PROBLEM TO SOLVE:
Tally the lines in the records below that contain the string "part" and report only that number.

MATERIAL FOR THIS TASK:
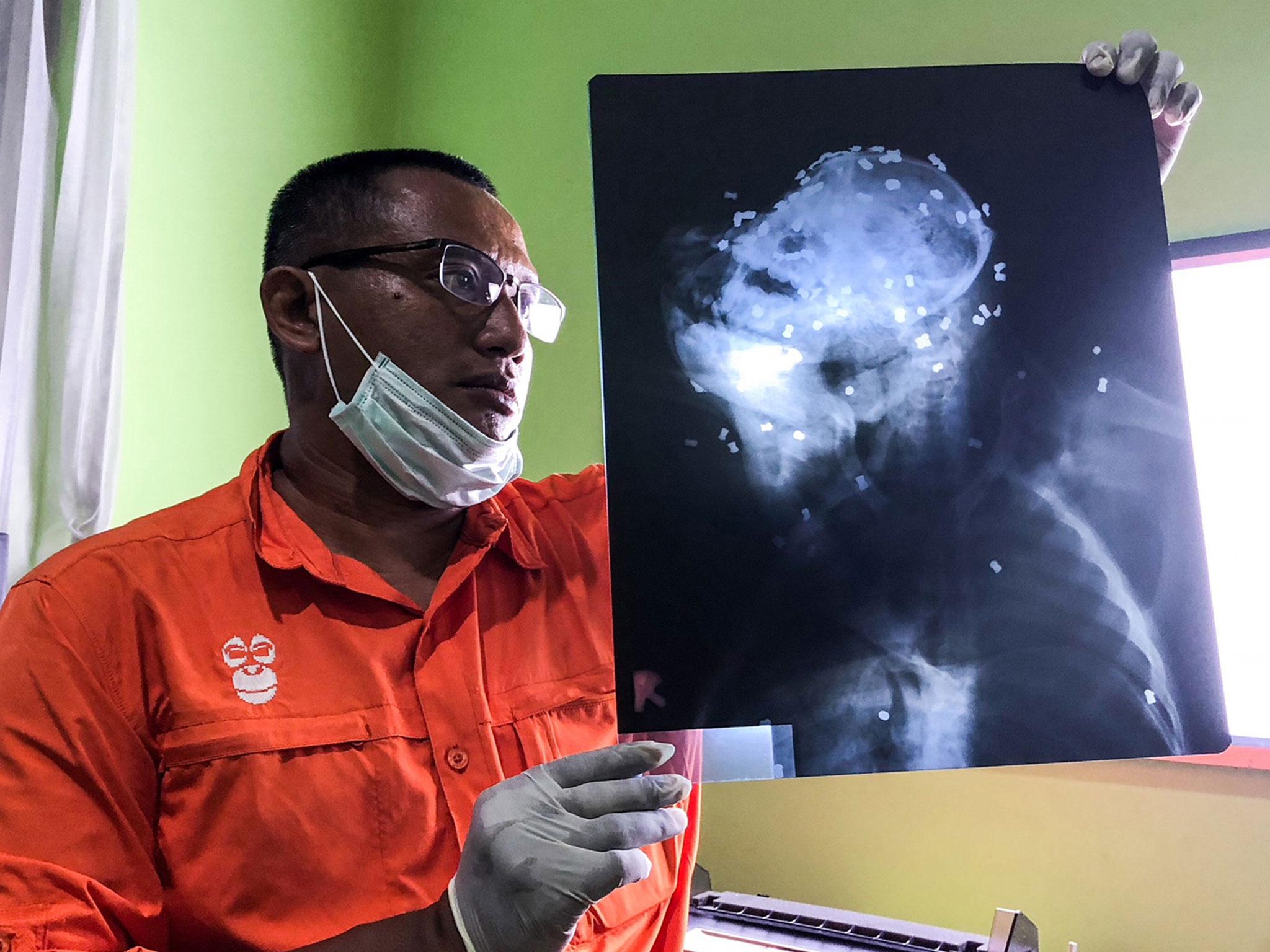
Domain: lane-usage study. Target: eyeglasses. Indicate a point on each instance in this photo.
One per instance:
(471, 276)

---

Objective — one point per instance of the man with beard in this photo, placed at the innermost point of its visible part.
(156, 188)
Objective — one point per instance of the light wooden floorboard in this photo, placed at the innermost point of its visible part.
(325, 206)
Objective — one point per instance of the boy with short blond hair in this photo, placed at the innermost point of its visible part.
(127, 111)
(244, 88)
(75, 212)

TASK SOLUTION:
3